• TO DO:
#1 Answer these questions using the review of the Gonzales family book.
(a) In what year was Petrus Gonzales brought to the French court of Henry II?
(b) Which Basle physician examined one of the girls?
(c) Who else was being educated at the court of Henry II while Petrus was there?
#2 Please copy word for word the part of the review of the Gonzales family book starting at "Weisner-Hanks’ book builds" and ending at "courts of Europe.".

• TEXT PASSAGE:
+ + + + + + +
In 1547, Petrus Gonzales, a young boy, was brought from the Canary Islands to the French court of Henry II, where he was educated in Latin and grew up to be one of hundreds of courtiers. He was remarkable because he had hair over much of his body. Weisner-Hanks traces his story as he grew up, married a beautiful woman, and had a family with a number of hairy children, including the “hairy girls” of the title. From our perspective, this family may have been afflicted with a specific very rare syndrome (hypertrichosis universalis); only about fifty cases are known. But in their own day, these individuals were significant far beyond any medical diagnosis. Over the past decade, historians of early modern Europe have begun to reckon with the meanings of monstrosity. Works such as Lorraine Daston and Katharine Parks’ Wonders and the Order of Nature 1150–1750 (New York, 1998) have shown us that the exceptions, marginal to our own scientific endeavors, were quite the opposite in the early modern period. Natural philosophers were entranced by monstrosity, convinced that close examination of nature’s most bizarre productions would illuminate the workings of nature overall.

Weisner-Hanks’ book builds upon these insights, showing us that [End Page 442] the Gonzales family pop up all over early modern Europe. Felix Platter, noted Basle physician, examined one of the girls; Ulisse Aldrovandi, renowned natural philosopher, devoted a number of pages in his encyclopedia of monstrosity to the family. Portraits of them circulated widely among the courts of Europe.

The book’s method is to take aspects of the Gonzales family’s story and place them in a larger context to reconstruct how their contemporaries might have interpreted them. At times, the method is revelatory. For example, Petrus came from the Canary Islands, a place associated with the very rich set of European legends and beliefs about wild men; he was understood through the lens of such legends and, in turn, his existence confirmed their truth. Other connections feel more tenuous. For example, Wiesner’s link between John Knox’s 1558 polemic against female rulers, the so-called “monstrous regiment of women,” and the meanings that contemporaries drew from the Gonzales family seems like a stretch. But while Petrus was being educated at the court of Henry II, so too was Mary Stuart, later to become the impetus for Knox’s book. Such contextual suggestions may be the only way to recover the extensive web of associations that early modern Europeans, both learned and unlearned, had as their interpretive repertoire when they encountered the anomalous, the monstrous, or the bizarre.
+ + + + + + +
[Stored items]

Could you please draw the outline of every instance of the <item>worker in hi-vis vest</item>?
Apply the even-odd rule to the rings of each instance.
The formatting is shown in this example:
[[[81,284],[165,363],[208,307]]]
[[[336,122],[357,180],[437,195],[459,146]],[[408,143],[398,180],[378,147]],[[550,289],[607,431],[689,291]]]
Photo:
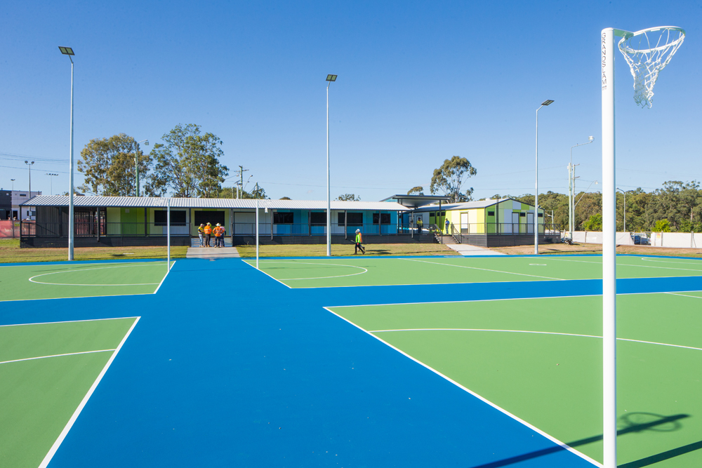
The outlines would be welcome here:
[[[361,229],[356,229],[356,246],[354,248],[354,255],[358,253],[359,250],[361,250],[361,253],[366,253],[366,249],[361,245],[362,242],[363,242],[363,236],[361,235]]]

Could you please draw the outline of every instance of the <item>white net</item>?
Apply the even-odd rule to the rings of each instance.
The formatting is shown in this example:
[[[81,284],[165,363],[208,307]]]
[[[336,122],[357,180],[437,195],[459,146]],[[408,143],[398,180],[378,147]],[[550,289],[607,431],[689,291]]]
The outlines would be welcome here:
[[[638,105],[651,107],[658,74],[670,63],[684,39],[684,30],[664,26],[627,33],[619,41],[619,50],[634,76],[634,100]]]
+ + + + + + +
• PROBLEM SOLUTIONS:
#1
(a) 1547
(b) Felix Platter
(c) Mary Stuart

#2
Weisner-Hanks’ book builds upon these insights, showing us that [End Page 442] the Gonzales family pop up all over early modern Europe. Felix Platter, noted Basle physician, examined one of the girls; Ulisse Aldrovandi, renowned natural philosopher, devoted a number of pages in his encyclopedia of monstrosity to the family. Portraits of them circulated widely among the courts of Europe.